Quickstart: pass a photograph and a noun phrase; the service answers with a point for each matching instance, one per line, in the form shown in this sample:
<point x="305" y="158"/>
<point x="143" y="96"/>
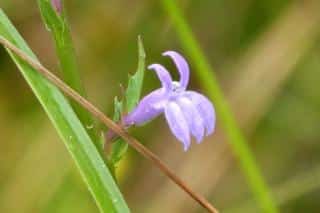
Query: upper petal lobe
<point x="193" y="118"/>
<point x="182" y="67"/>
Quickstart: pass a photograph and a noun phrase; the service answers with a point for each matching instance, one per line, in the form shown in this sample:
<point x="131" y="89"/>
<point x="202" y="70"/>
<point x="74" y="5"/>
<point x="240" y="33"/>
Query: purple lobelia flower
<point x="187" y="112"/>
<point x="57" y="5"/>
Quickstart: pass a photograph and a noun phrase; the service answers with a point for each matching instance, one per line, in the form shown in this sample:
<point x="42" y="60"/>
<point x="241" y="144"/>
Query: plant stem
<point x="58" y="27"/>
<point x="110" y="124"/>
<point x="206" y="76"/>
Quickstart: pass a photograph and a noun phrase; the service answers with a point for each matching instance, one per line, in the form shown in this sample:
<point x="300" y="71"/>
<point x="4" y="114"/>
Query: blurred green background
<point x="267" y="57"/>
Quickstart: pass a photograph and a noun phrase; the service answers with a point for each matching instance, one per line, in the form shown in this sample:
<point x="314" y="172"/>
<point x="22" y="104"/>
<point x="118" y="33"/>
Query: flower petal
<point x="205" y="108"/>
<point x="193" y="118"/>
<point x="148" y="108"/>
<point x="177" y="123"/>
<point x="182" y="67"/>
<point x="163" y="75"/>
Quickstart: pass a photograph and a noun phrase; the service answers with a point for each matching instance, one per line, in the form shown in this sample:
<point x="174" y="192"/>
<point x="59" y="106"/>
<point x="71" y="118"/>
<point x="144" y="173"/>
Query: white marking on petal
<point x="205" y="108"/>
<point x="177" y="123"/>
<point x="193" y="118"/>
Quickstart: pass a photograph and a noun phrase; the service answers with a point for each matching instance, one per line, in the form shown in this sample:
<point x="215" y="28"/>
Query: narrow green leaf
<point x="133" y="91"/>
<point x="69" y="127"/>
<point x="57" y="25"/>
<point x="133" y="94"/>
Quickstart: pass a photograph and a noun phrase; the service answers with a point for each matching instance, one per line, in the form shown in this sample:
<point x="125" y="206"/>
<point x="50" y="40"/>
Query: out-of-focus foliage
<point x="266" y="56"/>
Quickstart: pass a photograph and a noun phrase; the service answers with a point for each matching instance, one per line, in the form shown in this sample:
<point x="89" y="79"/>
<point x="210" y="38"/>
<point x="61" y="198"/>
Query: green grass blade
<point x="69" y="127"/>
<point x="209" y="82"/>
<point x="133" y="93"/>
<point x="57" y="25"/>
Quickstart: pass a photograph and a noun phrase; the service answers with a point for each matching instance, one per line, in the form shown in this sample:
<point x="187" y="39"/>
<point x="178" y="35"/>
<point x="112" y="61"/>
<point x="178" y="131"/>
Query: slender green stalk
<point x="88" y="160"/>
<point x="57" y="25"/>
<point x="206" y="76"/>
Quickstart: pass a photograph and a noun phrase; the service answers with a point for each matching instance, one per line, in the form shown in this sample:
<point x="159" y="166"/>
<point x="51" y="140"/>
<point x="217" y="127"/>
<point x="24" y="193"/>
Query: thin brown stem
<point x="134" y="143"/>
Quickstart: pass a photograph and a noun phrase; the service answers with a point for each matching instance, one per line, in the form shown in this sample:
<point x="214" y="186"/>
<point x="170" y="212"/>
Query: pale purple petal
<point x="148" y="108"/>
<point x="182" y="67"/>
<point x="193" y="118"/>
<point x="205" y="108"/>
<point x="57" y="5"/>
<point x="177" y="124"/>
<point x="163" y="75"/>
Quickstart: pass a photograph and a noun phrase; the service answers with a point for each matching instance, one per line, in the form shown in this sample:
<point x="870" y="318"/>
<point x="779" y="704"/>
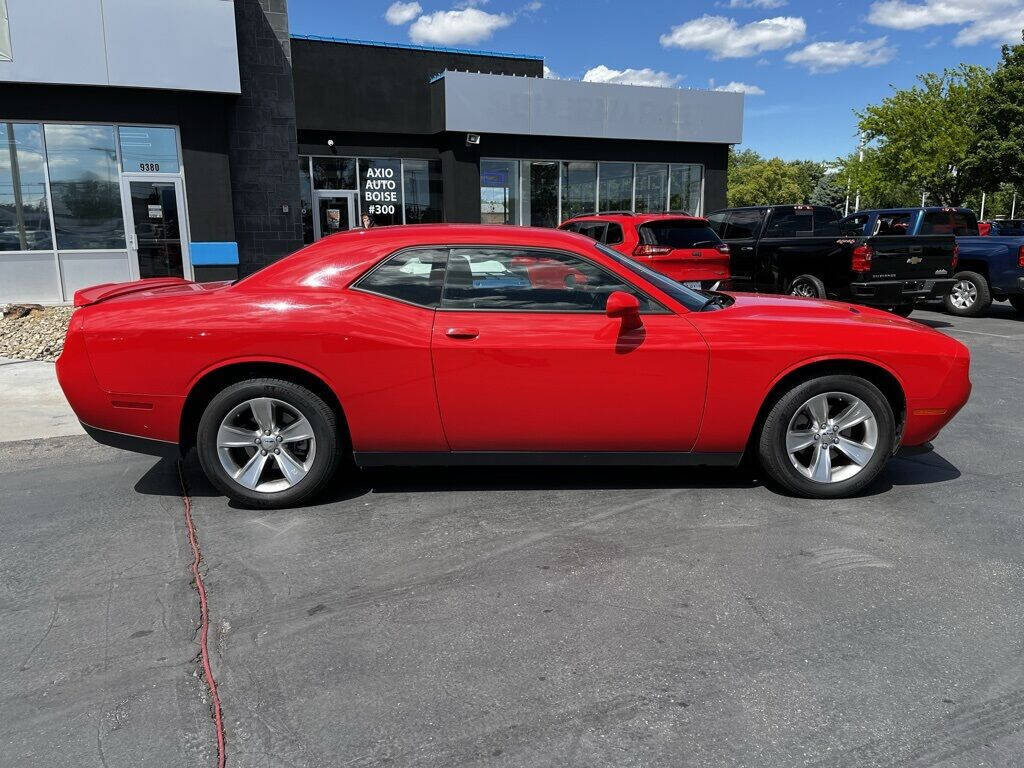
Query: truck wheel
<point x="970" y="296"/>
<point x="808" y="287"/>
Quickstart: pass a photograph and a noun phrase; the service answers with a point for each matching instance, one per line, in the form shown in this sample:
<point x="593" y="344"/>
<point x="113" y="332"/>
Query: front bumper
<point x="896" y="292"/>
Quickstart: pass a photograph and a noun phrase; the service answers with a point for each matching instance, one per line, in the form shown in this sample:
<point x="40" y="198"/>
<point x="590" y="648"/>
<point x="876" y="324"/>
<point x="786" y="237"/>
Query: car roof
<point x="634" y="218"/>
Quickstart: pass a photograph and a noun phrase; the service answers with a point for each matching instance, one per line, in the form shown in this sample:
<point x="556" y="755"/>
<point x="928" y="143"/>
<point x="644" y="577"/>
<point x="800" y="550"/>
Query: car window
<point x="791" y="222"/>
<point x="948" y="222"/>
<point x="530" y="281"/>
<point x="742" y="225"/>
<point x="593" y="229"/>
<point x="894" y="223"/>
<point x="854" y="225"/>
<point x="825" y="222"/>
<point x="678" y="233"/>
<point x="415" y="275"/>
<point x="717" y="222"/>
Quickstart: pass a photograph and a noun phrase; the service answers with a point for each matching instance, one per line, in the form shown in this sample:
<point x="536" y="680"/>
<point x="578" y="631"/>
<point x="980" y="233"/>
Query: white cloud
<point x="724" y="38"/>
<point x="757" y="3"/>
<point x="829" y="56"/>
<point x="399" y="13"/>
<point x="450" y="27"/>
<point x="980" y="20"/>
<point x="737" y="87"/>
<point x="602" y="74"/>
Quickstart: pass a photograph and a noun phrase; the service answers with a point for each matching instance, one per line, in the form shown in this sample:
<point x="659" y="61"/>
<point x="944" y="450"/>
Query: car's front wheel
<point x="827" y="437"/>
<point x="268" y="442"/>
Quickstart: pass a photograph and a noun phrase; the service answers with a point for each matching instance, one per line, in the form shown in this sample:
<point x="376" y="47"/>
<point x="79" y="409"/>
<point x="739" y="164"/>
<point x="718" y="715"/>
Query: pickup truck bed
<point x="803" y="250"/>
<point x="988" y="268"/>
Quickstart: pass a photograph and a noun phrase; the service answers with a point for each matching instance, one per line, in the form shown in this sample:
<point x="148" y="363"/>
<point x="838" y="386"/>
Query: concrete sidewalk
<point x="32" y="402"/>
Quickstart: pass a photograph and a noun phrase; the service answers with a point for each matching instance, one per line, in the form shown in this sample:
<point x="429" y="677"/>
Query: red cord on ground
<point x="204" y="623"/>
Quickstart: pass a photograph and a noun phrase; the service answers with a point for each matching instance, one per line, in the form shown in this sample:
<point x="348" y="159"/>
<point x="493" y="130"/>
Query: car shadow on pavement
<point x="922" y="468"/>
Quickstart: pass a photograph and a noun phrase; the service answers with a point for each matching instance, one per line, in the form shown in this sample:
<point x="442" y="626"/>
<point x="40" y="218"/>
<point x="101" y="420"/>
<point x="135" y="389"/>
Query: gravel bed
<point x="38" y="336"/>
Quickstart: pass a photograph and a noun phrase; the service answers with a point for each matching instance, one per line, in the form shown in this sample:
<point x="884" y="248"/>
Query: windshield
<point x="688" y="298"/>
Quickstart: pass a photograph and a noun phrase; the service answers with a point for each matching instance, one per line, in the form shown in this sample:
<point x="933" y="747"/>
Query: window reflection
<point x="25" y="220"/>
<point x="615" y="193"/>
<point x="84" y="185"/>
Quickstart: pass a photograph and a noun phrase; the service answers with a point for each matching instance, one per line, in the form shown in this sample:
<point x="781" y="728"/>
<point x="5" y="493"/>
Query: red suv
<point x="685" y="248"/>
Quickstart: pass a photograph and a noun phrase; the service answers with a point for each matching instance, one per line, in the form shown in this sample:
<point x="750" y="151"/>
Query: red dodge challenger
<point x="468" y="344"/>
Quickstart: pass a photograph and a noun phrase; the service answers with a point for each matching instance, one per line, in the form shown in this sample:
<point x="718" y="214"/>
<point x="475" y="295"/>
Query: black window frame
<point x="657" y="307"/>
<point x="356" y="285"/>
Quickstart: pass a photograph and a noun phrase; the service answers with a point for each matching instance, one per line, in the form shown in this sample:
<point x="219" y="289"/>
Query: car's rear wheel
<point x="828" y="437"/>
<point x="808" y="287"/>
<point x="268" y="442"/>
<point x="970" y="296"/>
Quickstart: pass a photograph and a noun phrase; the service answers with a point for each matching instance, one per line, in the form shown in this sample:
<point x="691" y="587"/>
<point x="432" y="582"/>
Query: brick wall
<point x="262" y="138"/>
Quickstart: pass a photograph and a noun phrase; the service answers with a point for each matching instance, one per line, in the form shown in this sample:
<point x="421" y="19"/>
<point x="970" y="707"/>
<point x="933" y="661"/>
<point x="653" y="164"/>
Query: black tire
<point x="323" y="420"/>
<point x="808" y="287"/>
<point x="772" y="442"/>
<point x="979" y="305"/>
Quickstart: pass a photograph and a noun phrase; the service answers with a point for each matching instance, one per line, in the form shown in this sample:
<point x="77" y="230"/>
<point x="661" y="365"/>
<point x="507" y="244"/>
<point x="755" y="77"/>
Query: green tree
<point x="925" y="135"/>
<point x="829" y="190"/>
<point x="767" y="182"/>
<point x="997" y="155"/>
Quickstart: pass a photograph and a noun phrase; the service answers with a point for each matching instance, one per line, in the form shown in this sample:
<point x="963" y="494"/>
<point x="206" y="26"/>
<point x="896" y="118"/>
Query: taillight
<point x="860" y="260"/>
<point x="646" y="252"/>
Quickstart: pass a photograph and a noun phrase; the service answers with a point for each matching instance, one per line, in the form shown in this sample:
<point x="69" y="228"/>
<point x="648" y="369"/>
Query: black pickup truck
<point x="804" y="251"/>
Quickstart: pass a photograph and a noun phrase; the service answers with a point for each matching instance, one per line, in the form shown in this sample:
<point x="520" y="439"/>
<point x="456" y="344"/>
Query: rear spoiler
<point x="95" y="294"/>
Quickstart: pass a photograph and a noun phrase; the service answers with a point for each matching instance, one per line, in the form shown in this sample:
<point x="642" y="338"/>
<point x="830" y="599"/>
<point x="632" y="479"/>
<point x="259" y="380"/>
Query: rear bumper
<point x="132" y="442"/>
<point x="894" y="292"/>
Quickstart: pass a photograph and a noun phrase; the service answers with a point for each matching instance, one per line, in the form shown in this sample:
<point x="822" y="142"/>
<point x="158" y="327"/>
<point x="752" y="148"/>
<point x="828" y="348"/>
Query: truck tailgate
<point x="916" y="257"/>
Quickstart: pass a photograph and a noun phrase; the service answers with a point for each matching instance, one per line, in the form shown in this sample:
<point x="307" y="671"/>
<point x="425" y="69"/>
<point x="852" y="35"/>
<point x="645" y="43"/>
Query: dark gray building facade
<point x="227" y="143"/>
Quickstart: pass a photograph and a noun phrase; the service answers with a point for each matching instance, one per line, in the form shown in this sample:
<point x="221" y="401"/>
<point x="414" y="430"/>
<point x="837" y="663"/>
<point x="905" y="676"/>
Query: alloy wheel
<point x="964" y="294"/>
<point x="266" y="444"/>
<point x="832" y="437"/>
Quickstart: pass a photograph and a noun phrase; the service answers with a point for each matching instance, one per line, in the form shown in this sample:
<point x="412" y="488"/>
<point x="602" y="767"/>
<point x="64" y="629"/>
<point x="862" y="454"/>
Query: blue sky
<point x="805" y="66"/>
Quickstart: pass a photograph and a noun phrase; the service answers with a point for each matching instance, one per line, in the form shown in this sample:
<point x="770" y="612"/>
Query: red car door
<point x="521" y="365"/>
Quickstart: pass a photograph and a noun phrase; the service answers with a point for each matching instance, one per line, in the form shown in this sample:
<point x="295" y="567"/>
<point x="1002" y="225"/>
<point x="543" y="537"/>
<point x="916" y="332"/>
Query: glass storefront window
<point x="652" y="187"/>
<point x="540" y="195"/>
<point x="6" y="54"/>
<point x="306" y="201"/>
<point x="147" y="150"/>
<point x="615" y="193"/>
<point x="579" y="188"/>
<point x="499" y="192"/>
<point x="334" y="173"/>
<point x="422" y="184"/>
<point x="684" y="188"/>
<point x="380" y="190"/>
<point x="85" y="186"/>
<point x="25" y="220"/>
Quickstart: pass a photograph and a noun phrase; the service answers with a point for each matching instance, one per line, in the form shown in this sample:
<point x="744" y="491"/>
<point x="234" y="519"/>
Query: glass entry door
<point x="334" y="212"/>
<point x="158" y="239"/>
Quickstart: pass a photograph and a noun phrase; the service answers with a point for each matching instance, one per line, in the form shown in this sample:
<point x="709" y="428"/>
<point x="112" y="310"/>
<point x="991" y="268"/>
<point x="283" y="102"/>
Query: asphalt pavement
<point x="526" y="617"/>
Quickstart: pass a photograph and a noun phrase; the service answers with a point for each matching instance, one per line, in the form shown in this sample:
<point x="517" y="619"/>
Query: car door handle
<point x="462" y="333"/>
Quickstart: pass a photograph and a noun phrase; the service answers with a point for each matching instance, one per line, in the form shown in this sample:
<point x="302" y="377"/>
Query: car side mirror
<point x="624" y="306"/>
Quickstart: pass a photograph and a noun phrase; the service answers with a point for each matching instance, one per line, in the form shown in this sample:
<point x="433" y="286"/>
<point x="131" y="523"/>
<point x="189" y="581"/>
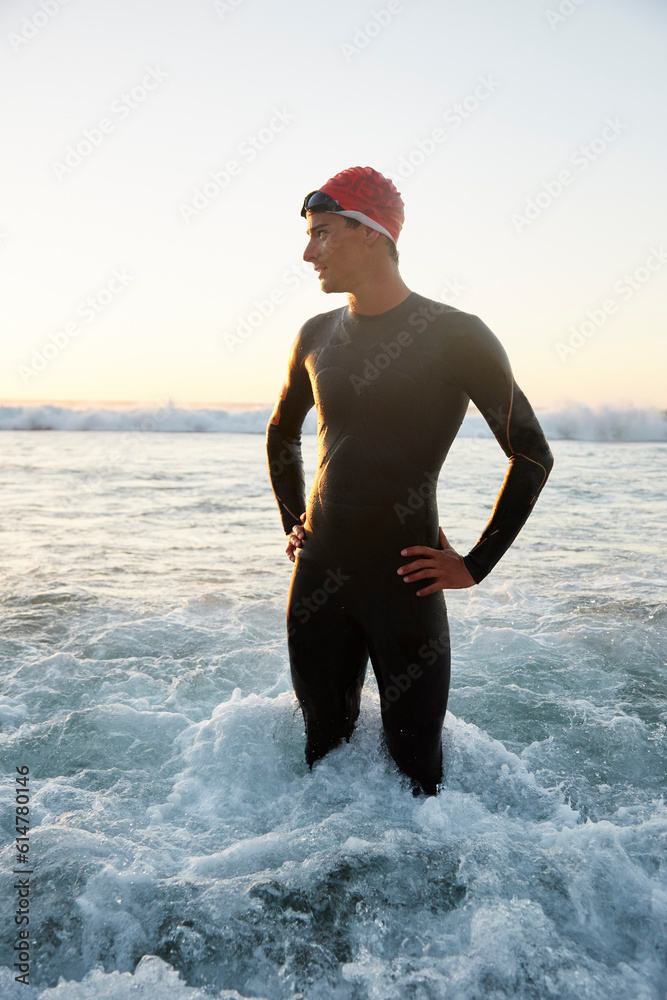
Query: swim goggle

◇ ◇ ◇

**WHAT IS ASKED**
Return every line of the rows above that contains the word "white", treating case as significant.

**RESPONSE**
Query: white marking on petal
Query: white cloud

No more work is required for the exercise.